Review: Burn after viewing

Bonet, Kadhja

“Burn After Reading” sports a powerhouse cast including George Clooney, Frances McDormand, Brad Pitt and John Malkovich. The film takes advantage of intricate and compelling visual compositions, laugh out loud moments, and strong performances by all of the aforementioned actors, especially Malkovich and Pitt. It is the Coen brothers’ latest edition to their corrupt and comical movies, and well, they’ve done it again. That of course depends on what “it” is referring to.

“Burn After Reading” is nothing new. All of the Coen brothers’ films contain the same basic elements of plot; neurotic or eccentric characters are driven to pursue a fortune that is out of reach, and while the degree of gore fluctuates depending on the seriousness of each movie, the impractical struggle usually results in demented and violent consequences, maintaining a surreal level of delusion throughout the whole ordeal.

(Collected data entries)
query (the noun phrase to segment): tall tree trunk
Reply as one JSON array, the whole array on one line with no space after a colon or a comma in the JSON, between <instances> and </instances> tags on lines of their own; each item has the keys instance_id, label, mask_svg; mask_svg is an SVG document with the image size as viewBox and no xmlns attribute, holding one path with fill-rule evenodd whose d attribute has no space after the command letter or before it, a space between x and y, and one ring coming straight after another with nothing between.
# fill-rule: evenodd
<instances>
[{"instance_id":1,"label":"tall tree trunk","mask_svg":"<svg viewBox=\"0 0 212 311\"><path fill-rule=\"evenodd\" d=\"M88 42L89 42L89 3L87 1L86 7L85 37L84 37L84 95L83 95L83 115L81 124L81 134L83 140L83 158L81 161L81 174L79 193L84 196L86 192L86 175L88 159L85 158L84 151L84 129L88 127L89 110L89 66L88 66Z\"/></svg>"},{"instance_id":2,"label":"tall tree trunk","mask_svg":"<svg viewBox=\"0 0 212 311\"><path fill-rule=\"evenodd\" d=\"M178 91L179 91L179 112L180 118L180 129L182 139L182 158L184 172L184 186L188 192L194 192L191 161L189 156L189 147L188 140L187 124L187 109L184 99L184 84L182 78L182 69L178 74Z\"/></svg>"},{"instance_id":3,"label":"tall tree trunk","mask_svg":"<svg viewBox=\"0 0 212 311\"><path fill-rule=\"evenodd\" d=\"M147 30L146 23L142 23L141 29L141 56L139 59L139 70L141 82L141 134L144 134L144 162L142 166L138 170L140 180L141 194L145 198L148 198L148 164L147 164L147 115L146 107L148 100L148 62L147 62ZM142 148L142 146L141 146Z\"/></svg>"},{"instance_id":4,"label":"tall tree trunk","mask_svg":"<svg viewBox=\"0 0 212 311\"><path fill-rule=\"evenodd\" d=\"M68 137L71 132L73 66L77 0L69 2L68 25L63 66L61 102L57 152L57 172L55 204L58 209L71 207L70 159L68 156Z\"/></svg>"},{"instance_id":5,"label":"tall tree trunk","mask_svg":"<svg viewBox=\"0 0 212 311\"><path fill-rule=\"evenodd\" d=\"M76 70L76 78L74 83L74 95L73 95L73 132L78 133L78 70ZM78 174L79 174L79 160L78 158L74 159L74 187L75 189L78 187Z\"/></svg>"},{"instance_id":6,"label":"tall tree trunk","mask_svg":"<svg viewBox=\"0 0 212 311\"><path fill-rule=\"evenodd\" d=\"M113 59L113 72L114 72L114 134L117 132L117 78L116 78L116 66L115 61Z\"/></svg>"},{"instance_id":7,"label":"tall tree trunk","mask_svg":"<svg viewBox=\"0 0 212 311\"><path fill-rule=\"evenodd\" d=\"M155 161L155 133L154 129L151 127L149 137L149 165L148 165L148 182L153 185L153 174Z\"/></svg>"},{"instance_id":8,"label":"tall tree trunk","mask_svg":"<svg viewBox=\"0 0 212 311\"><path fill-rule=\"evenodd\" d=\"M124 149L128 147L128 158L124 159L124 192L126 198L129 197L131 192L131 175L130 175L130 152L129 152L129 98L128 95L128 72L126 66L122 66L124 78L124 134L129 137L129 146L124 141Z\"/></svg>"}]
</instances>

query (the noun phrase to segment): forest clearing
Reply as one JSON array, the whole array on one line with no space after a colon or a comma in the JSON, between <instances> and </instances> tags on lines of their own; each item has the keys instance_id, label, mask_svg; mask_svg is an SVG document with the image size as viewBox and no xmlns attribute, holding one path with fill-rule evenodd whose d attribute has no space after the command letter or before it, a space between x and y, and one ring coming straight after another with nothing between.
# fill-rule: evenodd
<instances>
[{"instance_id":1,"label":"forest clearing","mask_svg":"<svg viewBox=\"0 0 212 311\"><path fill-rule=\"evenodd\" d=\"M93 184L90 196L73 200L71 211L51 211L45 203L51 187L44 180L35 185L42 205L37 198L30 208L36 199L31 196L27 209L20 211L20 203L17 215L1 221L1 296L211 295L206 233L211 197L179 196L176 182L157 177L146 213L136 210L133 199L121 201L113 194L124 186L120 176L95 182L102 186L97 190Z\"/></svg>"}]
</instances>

- Activities
(1) In the review of "Burn After Reading," which two actors are singled out for especially strong performances?
(2) Resume the review of "Burn After Reading" from the point where it ends.

- Responses for each task
(1) Malkovich and Pitt

(2)
This rendition of the story, which starts off kind of slow, involves an awkward and painfully insecure middle-aged fitness instructor (McDormand). She is willing to go to scary lengths to afford cosmetic surgery and refurbish life’s gusto. When she and a coworker (Pitt), stumble across classified intelligence documents, they see it as a leverage tool to make some quick cash, blackmailing the agent (Malkovich) to whom they belong. The resulting mess, involving an oversexed federal marshal (Clooney) is wry, witty, and a little depleted.

Though on the lighter side of their films (somewhere between “Fargo” and “Raising Arizona”), “Burn After Reading” fails to produce any air of originality or depth. The Coens have so far been able to utilize the same plot formula with notable success, winning much praise for movies such as “Fargo,” “No Country for Old Men,” and “O Brother, Where Art Thou?”, all movies worth seeing. However, it’s possible that their ability to throw provocative and novel spin on a once powerful gimmick has reached a breaking point.

Unlike some of their more intriguing films like “The Man Who Wasn’t There,” or “Miller’s Crossing,” this one leaves you with nothing to chew on and gravely unsatisfied, scarcely tapping into an emotion or reflection. “Burn After Reading” is worth a viewing for a quick laugh, but unfortunately, cannot stand on the podium with the other, notable members of the Coen collection.